▶ [What you should do]
In the data, starting at the top and ending at the line that contains "[[158, 114]]", switch "eyeglasses" to "sunglasses" and write those lines out again with nothing else changed, leaving out the pictures.

··· Exercise data ···

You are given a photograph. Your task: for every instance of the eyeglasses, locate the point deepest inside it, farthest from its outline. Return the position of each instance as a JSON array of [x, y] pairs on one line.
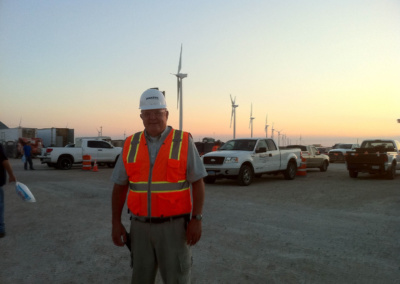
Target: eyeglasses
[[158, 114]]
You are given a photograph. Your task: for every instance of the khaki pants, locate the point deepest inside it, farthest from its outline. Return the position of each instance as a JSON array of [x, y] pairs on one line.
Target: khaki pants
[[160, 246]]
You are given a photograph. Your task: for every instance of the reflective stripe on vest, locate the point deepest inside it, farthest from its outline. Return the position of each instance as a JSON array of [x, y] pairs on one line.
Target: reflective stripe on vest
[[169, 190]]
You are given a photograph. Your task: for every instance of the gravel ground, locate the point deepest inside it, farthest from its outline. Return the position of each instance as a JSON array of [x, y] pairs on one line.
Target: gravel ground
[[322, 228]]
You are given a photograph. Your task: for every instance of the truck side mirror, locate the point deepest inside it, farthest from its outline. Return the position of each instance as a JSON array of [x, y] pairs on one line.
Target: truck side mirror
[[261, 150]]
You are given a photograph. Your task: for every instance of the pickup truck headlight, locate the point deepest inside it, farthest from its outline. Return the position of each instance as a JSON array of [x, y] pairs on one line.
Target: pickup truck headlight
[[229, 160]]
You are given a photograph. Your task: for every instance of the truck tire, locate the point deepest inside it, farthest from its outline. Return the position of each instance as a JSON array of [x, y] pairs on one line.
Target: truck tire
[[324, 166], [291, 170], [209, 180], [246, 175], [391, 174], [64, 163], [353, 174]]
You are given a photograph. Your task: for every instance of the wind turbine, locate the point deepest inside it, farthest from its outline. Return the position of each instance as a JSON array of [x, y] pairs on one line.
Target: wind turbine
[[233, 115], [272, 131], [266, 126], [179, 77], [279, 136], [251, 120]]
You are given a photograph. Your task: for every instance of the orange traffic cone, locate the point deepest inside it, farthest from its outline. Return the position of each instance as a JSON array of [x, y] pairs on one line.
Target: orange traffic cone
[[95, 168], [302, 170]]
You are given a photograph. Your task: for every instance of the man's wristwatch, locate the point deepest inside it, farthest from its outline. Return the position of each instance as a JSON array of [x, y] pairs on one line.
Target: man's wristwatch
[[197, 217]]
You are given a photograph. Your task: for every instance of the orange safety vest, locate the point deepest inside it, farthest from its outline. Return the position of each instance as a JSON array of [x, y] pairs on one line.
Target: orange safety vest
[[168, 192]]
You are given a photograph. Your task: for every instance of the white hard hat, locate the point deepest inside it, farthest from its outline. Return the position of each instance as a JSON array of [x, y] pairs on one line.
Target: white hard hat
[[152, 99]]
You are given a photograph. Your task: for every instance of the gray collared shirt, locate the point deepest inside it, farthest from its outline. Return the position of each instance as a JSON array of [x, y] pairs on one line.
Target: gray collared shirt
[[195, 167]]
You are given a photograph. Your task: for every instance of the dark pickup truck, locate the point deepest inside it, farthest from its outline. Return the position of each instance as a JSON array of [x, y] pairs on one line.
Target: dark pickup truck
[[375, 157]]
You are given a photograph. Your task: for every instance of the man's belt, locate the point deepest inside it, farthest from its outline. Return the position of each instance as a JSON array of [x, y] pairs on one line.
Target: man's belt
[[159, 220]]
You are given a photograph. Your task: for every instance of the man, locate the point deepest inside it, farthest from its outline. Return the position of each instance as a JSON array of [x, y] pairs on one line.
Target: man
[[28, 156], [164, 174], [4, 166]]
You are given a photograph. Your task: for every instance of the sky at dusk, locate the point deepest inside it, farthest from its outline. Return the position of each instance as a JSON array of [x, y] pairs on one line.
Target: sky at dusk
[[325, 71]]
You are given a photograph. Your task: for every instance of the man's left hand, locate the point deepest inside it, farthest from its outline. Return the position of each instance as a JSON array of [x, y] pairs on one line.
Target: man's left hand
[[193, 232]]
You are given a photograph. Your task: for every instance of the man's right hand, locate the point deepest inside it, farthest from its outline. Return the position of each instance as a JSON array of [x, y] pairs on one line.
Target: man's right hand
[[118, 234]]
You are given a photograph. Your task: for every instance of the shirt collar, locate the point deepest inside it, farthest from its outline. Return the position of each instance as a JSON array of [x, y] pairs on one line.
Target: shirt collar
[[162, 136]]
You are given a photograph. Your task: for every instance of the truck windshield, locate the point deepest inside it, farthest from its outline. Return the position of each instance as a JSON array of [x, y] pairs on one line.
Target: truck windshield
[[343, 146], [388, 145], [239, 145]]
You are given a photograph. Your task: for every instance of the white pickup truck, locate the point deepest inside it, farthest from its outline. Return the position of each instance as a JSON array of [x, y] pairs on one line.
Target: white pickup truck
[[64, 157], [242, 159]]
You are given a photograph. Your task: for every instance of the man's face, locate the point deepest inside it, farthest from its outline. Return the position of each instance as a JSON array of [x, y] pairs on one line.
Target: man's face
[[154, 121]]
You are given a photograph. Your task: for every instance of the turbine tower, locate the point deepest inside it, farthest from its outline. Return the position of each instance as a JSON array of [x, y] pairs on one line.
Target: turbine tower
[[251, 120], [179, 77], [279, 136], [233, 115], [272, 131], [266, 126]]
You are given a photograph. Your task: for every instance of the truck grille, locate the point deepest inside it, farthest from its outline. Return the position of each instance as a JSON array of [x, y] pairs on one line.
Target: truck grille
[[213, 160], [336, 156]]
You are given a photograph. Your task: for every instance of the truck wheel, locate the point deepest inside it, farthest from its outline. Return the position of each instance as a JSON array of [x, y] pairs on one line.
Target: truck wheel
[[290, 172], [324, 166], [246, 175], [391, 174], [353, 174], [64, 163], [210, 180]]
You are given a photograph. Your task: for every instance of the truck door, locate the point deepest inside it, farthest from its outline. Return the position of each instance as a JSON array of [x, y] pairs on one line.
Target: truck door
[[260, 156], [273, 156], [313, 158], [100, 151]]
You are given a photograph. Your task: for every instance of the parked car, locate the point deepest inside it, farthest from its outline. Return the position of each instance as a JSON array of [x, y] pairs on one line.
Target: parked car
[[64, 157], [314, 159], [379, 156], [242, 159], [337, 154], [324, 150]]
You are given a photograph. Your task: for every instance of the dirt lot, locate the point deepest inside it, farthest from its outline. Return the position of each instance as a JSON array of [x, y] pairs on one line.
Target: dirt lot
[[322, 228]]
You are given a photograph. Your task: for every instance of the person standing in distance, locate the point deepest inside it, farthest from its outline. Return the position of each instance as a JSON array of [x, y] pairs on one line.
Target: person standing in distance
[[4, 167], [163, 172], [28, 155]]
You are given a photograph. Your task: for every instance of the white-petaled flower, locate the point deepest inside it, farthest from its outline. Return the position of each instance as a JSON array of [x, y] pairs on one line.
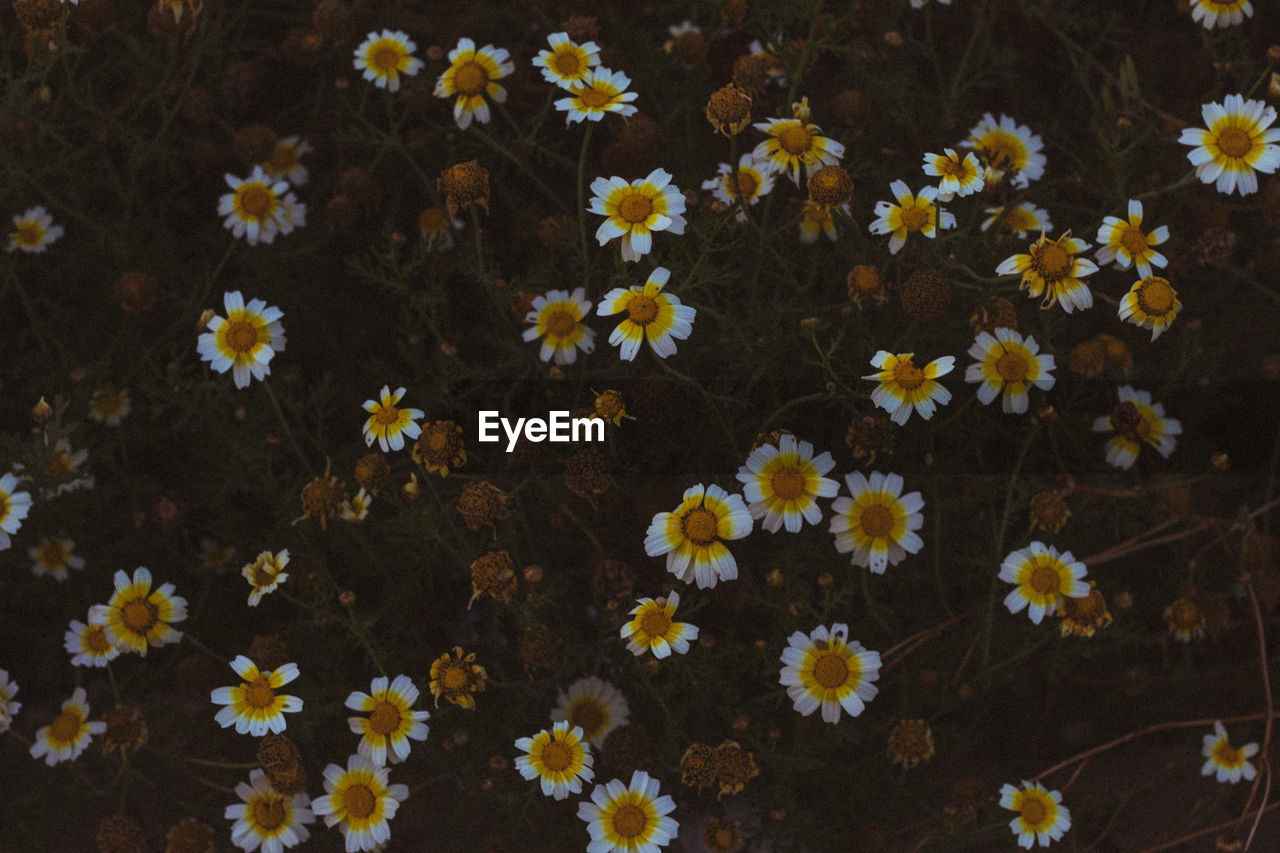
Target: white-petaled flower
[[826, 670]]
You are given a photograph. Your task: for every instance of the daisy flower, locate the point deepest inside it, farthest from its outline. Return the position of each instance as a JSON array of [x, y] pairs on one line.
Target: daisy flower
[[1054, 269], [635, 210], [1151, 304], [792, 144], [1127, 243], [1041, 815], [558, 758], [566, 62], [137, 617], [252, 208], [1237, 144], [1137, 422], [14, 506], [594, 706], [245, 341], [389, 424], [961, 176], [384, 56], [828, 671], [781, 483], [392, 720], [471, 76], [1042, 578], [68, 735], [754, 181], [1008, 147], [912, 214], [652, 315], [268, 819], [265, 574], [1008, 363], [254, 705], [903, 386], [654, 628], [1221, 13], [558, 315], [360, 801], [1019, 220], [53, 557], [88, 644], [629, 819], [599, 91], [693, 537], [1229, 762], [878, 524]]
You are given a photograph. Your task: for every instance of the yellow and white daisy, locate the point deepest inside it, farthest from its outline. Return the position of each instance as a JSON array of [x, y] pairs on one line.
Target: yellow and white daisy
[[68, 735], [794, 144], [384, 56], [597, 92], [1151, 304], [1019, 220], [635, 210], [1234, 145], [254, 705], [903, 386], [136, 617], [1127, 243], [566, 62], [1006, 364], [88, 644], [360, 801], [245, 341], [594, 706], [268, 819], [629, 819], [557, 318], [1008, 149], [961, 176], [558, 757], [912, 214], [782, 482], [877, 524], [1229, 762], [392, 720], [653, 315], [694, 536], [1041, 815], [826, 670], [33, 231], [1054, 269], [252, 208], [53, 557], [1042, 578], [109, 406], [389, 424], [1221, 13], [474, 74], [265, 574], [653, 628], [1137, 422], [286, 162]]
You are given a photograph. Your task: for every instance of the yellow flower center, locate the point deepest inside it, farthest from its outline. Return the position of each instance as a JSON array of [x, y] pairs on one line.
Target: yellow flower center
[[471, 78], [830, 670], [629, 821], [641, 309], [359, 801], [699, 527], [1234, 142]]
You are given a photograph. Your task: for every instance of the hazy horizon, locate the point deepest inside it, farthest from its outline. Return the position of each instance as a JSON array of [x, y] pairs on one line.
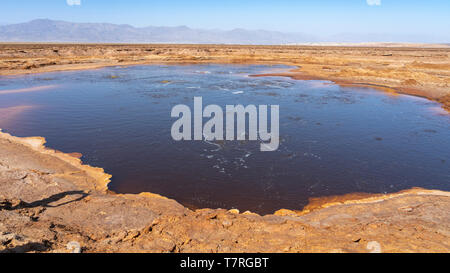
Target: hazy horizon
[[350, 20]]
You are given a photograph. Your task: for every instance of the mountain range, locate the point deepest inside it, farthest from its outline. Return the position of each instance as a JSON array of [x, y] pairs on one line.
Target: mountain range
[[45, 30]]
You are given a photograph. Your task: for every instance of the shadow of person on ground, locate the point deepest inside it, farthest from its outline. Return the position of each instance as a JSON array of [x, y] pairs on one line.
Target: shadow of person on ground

···

▶ [Reply to the exercise]
You are given a photograph. Your task: for every instance of the sunglasses, locate the point deepest inside it, farthest from its outline. Return the position of each instance as a JSON array of [x, y] pairs on one line.
Target: sunglasses
[[158, 114]]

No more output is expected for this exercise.